▸ **Extrait source**:
Depuis leur élection, les conservateurs ont amendé l'ALENA. Ils ont signé deux accords de protection des investissements calqués sur le chapitre 11 de l'ALENA, dont un a été ratifié. Ils ont conclu un accord de coopération militaire pour autoriser les soldats britanniques à venir s'entraîner au Canada. Ils ont signé des accords de coopération en matière d'enseignement supérieur, alors que cette question ne relève pas d'Ottawa. Ils ont conclu un accord facilitant les transferts technologiques du Canada vers la Chine. Enfin, ils ont modifié l'Accord de libre-échange avec le Chili.
Mis à part la modification au traité de l'OTAN, qui a fait l'objet d'un minidébat de dernière minute et d'un vote, aucun de ces traités internationaux n'a été soumis à la Chambre.
Qu'en est-il de la nation québécoise, dans tout cela? Les partis fédéralistes disent avoir rejeté le projet de loi du Bloc québécois en raison de deux articles, soit les articles 4 et 6.
Tout d'abord, l'article 4 prévoyait la mise en place d'un mécanisme de consultation des provinces:
Le Canada ne peut, sans consultation des gouvernements provinciaux faite conformément aux ententes conclues conformément à l'article 5, négocier ni conclure un traité:
a) dans un secteur de compétence législative provinciale;
b) dans un domaine touchant un secteur de compétence législative provinciale.
Quant à l'article 6, il reconnaissait la validité de la doctrine Gérin-Lajoie:
La présente loi n'a pas pour effet de limiter, de quelque manière, la prérogative royale exercée par les gouvernements provinciaux en ce qui a trait à la négociation et à la conclusion des traités dans un secteur de compétence législative provinciale.
L'article prévoyant la consultation du Québec et des provinces n'était absolument pas révolutionnaire. Lorsque le gouvernement fédéral discute, dans un forum international, du texte d'un traité ayant des incidences sur les provinces, il arrive qu'il consulte les provinces avant de s'y rendre.
En vertu d'une entente conclue en 1975 — et toujours en vigueur — entre le gouvernement Trudeau et les provinces, Ottawa consulte les provinces à toutes les étapes de la négociation de traités relatifs aux droits de la personne.

▸ **Données extraites**:

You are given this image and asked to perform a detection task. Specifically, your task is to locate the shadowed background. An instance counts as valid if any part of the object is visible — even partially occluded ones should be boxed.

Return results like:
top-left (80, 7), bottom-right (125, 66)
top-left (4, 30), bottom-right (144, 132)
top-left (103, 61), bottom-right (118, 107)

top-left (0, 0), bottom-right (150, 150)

▸ **Consignes**:
a. D'après l'extrait sur les traités internationaux, en quelle année a été conclue l'entente par laquelle Ottawa consulte les provinces sur les traités relatifs aux droits de la personne ?
b. Poursuivez l'extrait sur les traités internationaux et les provinces à partir de sa dernière phrase.
Les données n'interviennent pas ici.

▸ **Réponses**:
a. En 1975.

b.
Voilà que tous les partis fédéralistes à Ottawa sont plus centralisateurs que Pierre Elliott Trudeau sur la question des relations internationales.
Ce n'est pas seulement un projet de loi du Bloc québécois que les partis fédéralistes ont rejeté, c'est une loi du Québec. L'article 22.1 de la Loi sur le ministère des Relations internationales prévoit le consentement du gouvernement du Québec tant à la signature qu'à la ratification ou à l'adhésion du gouvernement du Canada, avant que ce dernier n'agisse sur la scène internationale relativement à tout accord portant sur des matières de la compétence constitutionnelle du Québec.
Quant à l'article qui reconnaissait que les provinces ont le droit de négocier et de conclure des traités internationaux dans leurs champs de compétence, il constituait une simple reconnaissance de la doctrine Gérin-Lajoie à laquelle tous les gouvernements du Québec adhèrent depuis 1965.
La doctrine Gérin-Lajoie est intimement liée à l'autonomie du Québec: les provinces étant entièrement souveraines à l'intérieur de leurs champs de compétence, elles doivent pouvoir exercer ces compétences de A à Z, y compris par la signature et la ratification des traités internationaux.
En conclusion, ce sont quelques-unes des considérations qui militent pour une plus grande participation des parlementaires dans la négociation et la ratification des traités internationaux pour le plus grand bien de la démocratie.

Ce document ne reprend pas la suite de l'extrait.